--- What is being asked ---
Pull out every line of the items below that contains the word "goal", copying each one in full.

--- Input ---
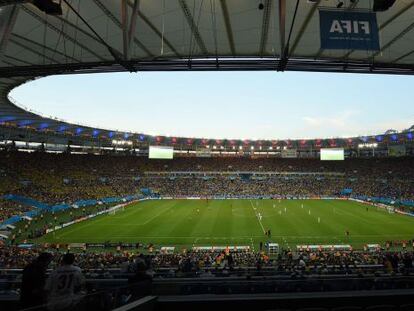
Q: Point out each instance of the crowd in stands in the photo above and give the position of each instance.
(65, 178)
(317, 261)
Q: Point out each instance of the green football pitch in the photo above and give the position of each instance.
(186, 223)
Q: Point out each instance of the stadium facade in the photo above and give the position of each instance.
(179, 35)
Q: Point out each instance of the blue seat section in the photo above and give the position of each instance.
(40, 207)
(25, 201)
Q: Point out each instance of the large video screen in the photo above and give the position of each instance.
(157, 152)
(332, 154)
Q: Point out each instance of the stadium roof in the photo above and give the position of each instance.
(148, 35)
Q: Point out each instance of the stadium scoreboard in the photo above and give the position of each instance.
(158, 152)
(332, 154)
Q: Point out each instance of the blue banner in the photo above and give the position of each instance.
(349, 30)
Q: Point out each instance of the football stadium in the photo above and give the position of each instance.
(315, 216)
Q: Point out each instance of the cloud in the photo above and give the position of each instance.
(339, 121)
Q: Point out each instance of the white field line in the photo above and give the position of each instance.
(260, 222)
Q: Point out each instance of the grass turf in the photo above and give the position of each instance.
(235, 222)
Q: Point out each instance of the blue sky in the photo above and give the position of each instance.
(247, 105)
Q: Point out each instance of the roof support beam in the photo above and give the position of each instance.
(52, 60)
(119, 24)
(8, 26)
(46, 48)
(132, 26)
(388, 22)
(193, 26)
(62, 33)
(124, 19)
(229, 29)
(282, 27)
(265, 26)
(156, 31)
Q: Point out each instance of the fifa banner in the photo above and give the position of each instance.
(348, 30)
(289, 153)
(396, 151)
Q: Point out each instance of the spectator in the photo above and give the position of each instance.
(33, 281)
(64, 285)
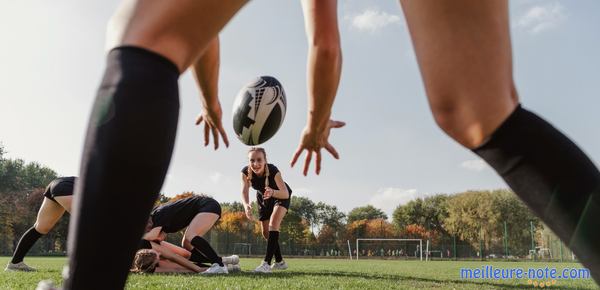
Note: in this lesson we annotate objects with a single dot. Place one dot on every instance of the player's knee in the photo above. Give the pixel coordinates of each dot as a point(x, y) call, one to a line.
point(42, 228)
point(273, 227)
point(464, 128)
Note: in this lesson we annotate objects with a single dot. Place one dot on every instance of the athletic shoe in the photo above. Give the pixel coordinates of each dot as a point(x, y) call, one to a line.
point(279, 266)
point(264, 267)
point(46, 285)
point(234, 268)
point(233, 259)
point(216, 269)
point(21, 266)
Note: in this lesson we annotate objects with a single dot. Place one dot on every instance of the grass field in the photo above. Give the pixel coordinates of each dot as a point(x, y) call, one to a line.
point(314, 274)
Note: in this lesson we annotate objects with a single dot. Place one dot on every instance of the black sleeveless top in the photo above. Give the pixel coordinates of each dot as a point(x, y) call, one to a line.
point(258, 182)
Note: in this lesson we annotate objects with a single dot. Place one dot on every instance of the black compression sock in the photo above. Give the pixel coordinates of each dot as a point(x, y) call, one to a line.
point(272, 244)
point(25, 243)
point(127, 151)
point(201, 245)
point(553, 177)
point(277, 253)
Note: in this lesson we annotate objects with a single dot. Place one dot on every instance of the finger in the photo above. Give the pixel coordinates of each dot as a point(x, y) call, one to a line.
point(318, 161)
point(199, 120)
point(215, 137)
point(337, 124)
point(224, 135)
point(307, 162)
point(206, 132)
point(296, 155)
point(332, 150)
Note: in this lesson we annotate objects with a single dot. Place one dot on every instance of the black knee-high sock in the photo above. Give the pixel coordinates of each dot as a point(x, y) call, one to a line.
point(554, 178)
point(127, 151)
point(199, 259)
point(202, 246)
point(25, 243)
point(272, 245)
point(277, 252)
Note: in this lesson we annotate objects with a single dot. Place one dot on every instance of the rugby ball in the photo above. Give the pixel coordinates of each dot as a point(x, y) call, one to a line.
point(259, 110)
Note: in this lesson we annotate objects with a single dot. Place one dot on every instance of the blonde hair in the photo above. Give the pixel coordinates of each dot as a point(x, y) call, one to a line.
point(145, 261)
point(250, 173)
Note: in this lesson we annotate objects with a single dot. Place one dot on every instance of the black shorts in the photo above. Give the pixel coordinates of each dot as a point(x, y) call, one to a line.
point(265, 207)
point(62, 186)
point(175, 216)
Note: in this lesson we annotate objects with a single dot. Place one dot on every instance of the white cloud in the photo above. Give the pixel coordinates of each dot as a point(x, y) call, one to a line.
point(475, 165)
point(215, 177)
point(387, 199)
point(372, 20)
point(542, 17)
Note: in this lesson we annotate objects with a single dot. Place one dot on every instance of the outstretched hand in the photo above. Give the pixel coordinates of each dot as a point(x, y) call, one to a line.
point(312, 142)
point(212, 123)
point(248, 210)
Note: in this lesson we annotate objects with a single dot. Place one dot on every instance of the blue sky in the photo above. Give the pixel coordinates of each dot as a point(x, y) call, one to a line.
point(52, 58)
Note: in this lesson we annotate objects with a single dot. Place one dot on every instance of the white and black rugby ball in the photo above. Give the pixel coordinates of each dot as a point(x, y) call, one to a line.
point(259, 110)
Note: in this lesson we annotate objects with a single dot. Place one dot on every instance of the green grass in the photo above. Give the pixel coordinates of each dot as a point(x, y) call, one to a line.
point(312, 274)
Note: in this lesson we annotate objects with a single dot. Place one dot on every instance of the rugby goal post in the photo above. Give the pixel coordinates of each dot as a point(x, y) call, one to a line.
point(400, 240)
point(238, 248)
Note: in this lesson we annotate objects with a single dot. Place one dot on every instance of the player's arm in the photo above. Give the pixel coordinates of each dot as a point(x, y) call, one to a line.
point(171, 256)
point(282, 192)
point(246, 196)
point(176, 249)
point(324, 67)
point(206, 74)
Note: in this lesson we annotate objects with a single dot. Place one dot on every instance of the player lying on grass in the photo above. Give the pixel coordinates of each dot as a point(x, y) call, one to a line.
point(196, 214)
point(164, 257)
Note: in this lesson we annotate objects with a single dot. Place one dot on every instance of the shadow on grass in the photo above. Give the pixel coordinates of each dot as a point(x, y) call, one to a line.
point(391, 278)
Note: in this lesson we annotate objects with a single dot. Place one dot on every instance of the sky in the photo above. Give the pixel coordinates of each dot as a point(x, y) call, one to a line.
point(53, 54)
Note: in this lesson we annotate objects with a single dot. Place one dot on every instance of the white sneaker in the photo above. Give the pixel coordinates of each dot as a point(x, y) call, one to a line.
point(279, 266)
point(264, 267)
point(216, 269)
point(46, 285)
point(234, 268)
point(233, 259)
point(21, 266)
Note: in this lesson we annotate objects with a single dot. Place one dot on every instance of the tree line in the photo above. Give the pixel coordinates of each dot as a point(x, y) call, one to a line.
point(480, 219)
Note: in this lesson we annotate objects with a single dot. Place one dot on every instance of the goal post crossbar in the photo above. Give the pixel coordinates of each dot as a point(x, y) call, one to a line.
point(402, 240)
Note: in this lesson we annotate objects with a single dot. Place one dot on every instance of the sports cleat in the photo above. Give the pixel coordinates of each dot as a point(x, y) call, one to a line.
point(264, 267)
point(233, 259)
point(234, 268)
point(21, 266)
point(216, 269)
point(279, 266)
point(46, 285)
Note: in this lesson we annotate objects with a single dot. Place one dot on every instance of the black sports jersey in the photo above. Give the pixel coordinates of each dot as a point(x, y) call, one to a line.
point(258, 182)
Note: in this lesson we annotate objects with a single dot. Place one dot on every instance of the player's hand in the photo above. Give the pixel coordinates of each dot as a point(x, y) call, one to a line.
point(312, 141)
point(154, 234)
point(248, 210)
point(268, 193)
point(213, 124)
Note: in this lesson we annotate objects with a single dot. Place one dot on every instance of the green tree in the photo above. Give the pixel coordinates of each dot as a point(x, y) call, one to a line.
point(368, 212)
point(429, 213)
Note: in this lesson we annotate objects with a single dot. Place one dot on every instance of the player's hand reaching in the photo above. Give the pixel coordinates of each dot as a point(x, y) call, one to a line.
point(155, 234)
point(268, 193)
point(312, 141)
point(212, 123)
point(248, 210)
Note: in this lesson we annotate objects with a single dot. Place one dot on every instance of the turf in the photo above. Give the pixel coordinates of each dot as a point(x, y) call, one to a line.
point(313, 274)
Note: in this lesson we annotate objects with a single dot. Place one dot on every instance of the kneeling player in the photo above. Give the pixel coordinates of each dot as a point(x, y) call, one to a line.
point(197, 214)
point(57, 200)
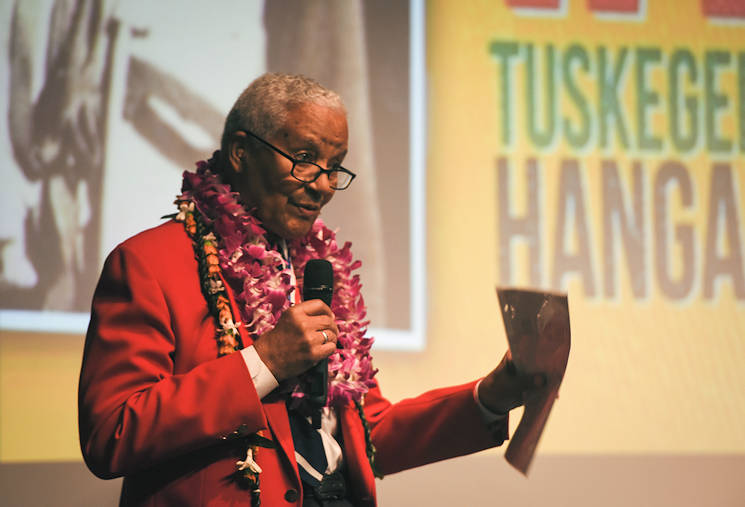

--- Solution ---
Note: in this lesson we annotate objects with a single dot. Place one dot on every instance of the rugby goal post in the photo above. Give the pixel coordinates of each dot as a point(x, y) call, one to a line.
Note: in this lesson we annotate objects with a single dot. Place one dot on every instance of the goal post crossbar in the photo above. Give the pixel coordinates of each dot as a point(x, y) call, one to a line.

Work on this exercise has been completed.